→ **ЦЕЛЬ ЗАДАНИЯ**
Воспроизведите без изменений часть текста о ленинградской дамбе, начиная со слов «30 лет назад» и продолжая до слов «крупных промышленных предприятий.» включительно.

→ **ПРИВЕДЕННЫЙ ОТРЫВОК**
Как Григорий Романов убедил ЦК, что Ленинграду нужна дамба

30 лет назад Совет Министров СССР утвердил проект комплекса защитных сооружений Ленинграда от наводнений, в 1979-м началось строительство дамбы.  Задачу построить дамбу и тем вписать свое имя в историю города поставил для себя первый секретарь Ленинградского обкома Григорий Романов. Ради этой высшей цели обком заставлял строителей выдумывать огромные убытки после каждого наводнения – об этом «Городу 812» рассказал Геннадий Трусканов, ныне – глава муниципалитета Автово, а в прошлом – руководитель строительства нескольких крупных промышленных предприятий.

– В Ленинграде о необходимости постройки дамбы говорили, как я понимаю, очень давно?

– Серьезно стали говорить в начале 70-х годов. Причем тогда уже слухи были такие, что вот-вот ее начнут строить. И я, будучи по специальности инженером-гидротехником, очень хотел работать на строительстве. У меня откуда-то была такая абсолютная уверенность, что это случится в 71-м году. В тот год я после института как раз уходил в армию и очень переживал, что такая стройка начнется без меня.

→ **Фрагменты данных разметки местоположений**
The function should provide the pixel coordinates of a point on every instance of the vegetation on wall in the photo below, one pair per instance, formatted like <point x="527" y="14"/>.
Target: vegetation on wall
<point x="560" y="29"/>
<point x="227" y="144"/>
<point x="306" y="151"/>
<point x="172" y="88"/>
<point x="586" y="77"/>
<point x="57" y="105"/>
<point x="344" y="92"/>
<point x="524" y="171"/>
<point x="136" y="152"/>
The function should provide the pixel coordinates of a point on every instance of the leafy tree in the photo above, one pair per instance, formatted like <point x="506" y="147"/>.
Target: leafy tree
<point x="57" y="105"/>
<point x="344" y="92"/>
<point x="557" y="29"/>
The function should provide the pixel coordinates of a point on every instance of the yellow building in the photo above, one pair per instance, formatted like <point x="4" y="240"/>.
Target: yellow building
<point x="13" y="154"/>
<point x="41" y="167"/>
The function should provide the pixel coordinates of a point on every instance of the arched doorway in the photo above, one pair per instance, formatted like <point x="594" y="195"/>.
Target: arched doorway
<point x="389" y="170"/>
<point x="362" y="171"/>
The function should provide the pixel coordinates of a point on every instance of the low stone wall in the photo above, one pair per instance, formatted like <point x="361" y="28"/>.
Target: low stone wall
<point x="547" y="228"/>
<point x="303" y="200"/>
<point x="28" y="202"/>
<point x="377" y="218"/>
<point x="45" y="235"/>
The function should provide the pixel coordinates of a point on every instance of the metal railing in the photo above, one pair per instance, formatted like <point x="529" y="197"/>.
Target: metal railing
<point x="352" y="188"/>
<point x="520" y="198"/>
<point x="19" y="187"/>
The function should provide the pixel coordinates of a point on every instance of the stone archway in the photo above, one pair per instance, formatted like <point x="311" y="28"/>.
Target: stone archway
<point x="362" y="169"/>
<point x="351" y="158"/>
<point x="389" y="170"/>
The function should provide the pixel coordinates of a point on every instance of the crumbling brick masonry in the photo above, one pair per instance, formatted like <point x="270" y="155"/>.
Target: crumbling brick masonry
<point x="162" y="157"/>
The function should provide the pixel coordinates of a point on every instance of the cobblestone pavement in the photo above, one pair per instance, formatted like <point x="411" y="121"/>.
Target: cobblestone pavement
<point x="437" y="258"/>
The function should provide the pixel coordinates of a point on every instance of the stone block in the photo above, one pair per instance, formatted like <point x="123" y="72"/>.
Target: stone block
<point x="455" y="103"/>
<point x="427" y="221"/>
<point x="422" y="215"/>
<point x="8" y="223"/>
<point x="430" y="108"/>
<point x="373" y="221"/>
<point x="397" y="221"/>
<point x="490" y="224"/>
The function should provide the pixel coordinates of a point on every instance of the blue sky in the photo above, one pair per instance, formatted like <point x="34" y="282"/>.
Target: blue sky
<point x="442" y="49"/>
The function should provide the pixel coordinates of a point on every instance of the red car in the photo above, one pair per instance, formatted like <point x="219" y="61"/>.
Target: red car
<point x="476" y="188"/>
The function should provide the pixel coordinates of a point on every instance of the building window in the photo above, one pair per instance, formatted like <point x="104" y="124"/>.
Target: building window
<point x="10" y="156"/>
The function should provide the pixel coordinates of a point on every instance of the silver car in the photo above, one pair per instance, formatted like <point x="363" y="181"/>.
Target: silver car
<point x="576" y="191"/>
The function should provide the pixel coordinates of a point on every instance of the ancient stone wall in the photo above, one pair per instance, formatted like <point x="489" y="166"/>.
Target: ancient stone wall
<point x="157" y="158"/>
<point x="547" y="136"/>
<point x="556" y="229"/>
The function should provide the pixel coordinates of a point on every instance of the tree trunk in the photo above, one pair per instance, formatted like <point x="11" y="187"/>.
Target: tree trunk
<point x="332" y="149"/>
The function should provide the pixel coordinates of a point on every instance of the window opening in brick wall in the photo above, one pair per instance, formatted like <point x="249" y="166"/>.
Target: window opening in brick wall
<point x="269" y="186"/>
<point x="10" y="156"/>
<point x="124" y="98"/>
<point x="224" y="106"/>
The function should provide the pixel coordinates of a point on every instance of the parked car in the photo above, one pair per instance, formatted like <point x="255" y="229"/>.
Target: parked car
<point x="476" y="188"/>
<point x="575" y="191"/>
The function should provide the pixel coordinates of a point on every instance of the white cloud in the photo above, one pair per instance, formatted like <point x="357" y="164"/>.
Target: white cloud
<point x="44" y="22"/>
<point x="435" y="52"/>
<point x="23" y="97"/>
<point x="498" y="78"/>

→ **РЕШЕНИЕ ЗАДАНИЯ**
30 лет назад Совет Министров СССР утвердил проект комплекса защитных сооружений Ленинграда от наводнений, в 1979-м началось строительство дамбы.  Задачу построить дамбу и тем вписать свое имя в историю города поставил для себя первый секретарь Ленинградского обкома Григорий Романов. Ради этой высшей цели обком заставлял строителей выдумывать огромные убытки после каждого наводнения – об этом «Городу 812» рассказал Геннадий Трусканов, ныне – глава муниципалитета Автово, а в прошлом – руководитель строительства нескольких крупных промышленных предприятий.